Extract provided -
—————
Did you know that Waterford is Ireland’s oldest city with a rich history from its Viking founders? Did you know the Irish tricolor flag was first raised in Waterford by Thomas Meagher? And Thomas Meagher went on to become the first Governor of Montana? Oh, and don’t miss the Waterford Crystal factory and, best of all, the one-hour overview Waterford City Walking Tour with Jack Burtchaell! Listen to Jack on the podcast accompanying this post by clicking below:
Get to know Ireland’s oldest city by spending a day or more seeing the sights in Waterford, Ireland, an easy 2-hour trip from Dublin via train or car. Many people know about Waterford’s world-class crystal factory and store by the same name, but there is much more to this city.
Even before the Vikings came to Waterford in 914 AD there were native Irish living in the area. The Vikings named their new town Vdrarfjordr, Norse for “windy fjord,” in reference to its safe haven from Ireland’s windy seas. The native Irish adopted the name but “Vdrarfjordr” sounded like “Waterford” to their ears, so that is how the city got its name.
Waterford City Walking Tour:
I learned much of what I know about Waterford from walking tours with Jack Burtchaell. If you get to Waterford, do not miss taking one of his one-hour walking tours. At only 7 Euros per person, this will be the highlight of your day. You may see some of the same sights I describe below, but you will enjoy each sight much more with the wit and humor of Jack! Listen for yourself on the accompanying podcast, “Waterford, Ireland: Things to Do with Walking Tour, One Perfect Day in Travel Podcast #26.”
—————
Brief 1 -
Copy from the records, starting at the line that has "370, row 640." and ending after the line that has "column 286, row 166".
The Waterford travel piece has no connection to the records that follow it.
—————
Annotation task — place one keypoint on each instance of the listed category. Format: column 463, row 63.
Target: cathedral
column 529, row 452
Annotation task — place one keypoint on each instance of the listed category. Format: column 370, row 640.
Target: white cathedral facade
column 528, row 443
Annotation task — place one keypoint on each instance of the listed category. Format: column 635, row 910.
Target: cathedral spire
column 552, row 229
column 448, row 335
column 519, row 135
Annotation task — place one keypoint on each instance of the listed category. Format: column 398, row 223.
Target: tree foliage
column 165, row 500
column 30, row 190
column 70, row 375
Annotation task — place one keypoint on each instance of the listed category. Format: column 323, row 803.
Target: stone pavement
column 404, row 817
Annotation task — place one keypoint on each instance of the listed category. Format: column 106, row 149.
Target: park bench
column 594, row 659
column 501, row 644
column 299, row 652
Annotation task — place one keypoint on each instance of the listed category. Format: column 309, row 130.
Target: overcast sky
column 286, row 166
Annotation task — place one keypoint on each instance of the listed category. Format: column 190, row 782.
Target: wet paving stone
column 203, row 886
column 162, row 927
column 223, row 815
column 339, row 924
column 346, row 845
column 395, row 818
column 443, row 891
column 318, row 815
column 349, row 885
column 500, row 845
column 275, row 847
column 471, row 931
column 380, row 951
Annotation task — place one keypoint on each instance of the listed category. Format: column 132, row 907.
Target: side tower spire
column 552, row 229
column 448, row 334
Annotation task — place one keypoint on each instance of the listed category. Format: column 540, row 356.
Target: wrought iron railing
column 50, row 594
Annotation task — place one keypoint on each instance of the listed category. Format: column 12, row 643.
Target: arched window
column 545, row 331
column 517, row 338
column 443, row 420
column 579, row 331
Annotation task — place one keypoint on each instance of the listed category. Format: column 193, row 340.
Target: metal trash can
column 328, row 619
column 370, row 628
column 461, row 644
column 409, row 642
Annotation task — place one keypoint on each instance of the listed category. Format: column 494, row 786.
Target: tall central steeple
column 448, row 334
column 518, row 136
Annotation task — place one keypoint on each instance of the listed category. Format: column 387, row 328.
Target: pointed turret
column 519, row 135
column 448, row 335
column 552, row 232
—————
Brief 2 -
Write the next part of the Waterford travel piece, picking up after its final sentence.

Right answer 1 -
Annotation task — place one keypoint on each instance of the listed category. Format: column 370, row 640.
Target: white cathedral facade
column 528, row 443
Annotation task — place one keypoint on each instance of the listed category. Format: column 635, row 910.
Target: cathedral spire
column 552, row 229
column 448, row 335
column 519, row 135
Annotation task — place one keypoint on each instance of the listed category. Format: column 398, row 223.
Target: tree foliage
column 165, row 500
column 30, row 190
column 70, row 375
Annotation task — place one keypoint on each instance of the listed category. Format: column 323, row 803.
Target: stone pavement
column 404, row 817
Annotation task — place one keypoint on each instance of the listed category. Format: column 106, row 149.
Target: park bench
column 594, row 659
column 501, row 644
column 299, row 652
Annotation task — place one keypoint on each instance of the listed category. Format: column 309, row 130.
Target: overcast sky
column 286, row 166

Right answer 2 -
Waterford’s town center is small, so it is easy to visit the sights in more detail before or after your walking tour with Jack. I have included maps from the website www.walkli.com, so follow along there as you come back to visit the sights in more detail.
1-A-Granville Hotel – Consider staying at the historic Granville Hotel, where the Waterford City Walking Tour begins with Jack Bertchall. Begin this self-guided walk from the same location. The beautifully restored Granville Hotel dates back to the 1700s and has figured prominently in the history of Waterford. Thomas Meagher (pronounced “Mawr”) was born at the hotel in 1823. Thomas was a Catholic and a leader of the young revolutionaries leading the charge of independence against Protestant Britain. We will come back to Thomas Meagher at the end of this walk. For now, admire the rich architecture of the hotel. Walk inside to see the historic lobby. If you are able to stay overnight in Waterford, this is the place to be. The hotel has an excellent reasonably priced restaurant, a selection of rooms in a variety of price ranges, and is located right on the river affording nice views for the rooms facing the water. The hotel does not have air conditioning, but this should not be needed most of the year in Ireland. Room prices range from about 100 Euros per night for a standard room to about 150 Euros per night for a water view room during the lower priced seasons of the year and are slightly higher in summer and at holiday times.
Granville Hotel address: Meagher Quay, Waterford, Ireland
Directions: To reach the Granville Hotel from the train station, walk across the bridge over the river and turn left. The Granville will be on your right facing the water. If arriving by car, park in the large public parking lot directly across the street from the Granville on the waterfront.
2-B-Clock Tower – Exit the hotel lobby and turn to the right where you will see the Waterford Clock Tower on the waterfront at the intersection with Barronstrand Street. The Gothic revival tower was erected in 1863 when it became important for everyone to have accurate time for the growing train travel. Many people did not have the money to buy watches, so as train travel grew many towns erected clock towers to help people know the accurate time.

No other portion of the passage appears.